(Entries pointing to named objects)
--*--

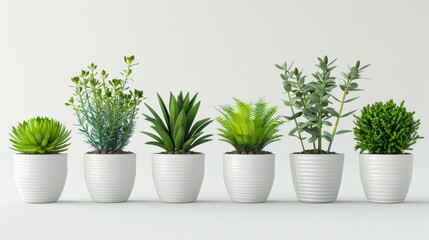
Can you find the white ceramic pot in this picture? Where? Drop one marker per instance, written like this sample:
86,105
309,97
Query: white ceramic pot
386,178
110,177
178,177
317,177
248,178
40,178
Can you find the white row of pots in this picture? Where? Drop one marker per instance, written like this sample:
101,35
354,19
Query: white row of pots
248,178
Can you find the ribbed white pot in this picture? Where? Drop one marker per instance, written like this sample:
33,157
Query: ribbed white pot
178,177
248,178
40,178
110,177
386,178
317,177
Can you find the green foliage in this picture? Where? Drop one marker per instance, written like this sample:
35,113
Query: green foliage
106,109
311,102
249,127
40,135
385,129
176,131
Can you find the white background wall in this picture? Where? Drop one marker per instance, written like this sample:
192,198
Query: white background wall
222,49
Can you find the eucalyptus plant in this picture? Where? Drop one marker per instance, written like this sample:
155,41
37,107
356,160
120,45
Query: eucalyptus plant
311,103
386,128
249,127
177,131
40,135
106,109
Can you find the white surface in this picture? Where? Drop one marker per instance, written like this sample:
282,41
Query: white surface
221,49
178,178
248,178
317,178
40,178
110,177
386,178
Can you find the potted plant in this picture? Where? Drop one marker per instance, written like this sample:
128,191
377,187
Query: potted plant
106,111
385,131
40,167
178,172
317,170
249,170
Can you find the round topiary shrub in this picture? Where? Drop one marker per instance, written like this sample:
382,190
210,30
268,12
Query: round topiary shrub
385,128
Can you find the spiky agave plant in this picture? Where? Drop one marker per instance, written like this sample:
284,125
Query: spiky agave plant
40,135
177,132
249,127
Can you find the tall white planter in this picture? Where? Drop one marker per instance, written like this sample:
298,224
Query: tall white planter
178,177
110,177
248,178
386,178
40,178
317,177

--*--

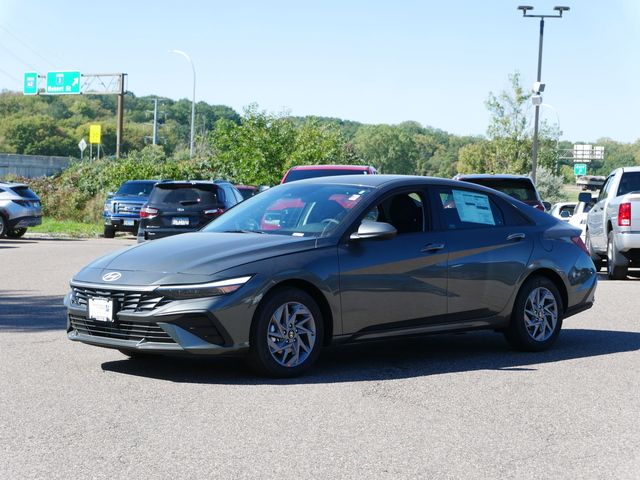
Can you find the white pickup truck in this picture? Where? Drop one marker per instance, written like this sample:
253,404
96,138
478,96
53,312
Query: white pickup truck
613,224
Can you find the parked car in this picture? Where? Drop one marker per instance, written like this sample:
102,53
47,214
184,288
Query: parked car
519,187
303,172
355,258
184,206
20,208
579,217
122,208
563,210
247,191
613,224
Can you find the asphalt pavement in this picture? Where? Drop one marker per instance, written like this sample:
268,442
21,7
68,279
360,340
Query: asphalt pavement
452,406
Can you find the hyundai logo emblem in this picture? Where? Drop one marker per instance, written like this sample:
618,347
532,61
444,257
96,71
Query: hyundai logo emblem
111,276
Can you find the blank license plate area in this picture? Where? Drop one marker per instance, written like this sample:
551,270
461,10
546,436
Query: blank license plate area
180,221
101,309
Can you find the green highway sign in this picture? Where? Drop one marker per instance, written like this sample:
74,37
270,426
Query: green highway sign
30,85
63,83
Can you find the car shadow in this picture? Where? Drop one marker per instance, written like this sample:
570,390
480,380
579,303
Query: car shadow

--*--

### Problem statement
Show every line from the entries above that contains the string "truck". Matching is case-sensitive.

### Response to the task
Can you find the white pickup truck in this picture? Where? Drop one marker per instance, written like this sample:
Query: white pickup truck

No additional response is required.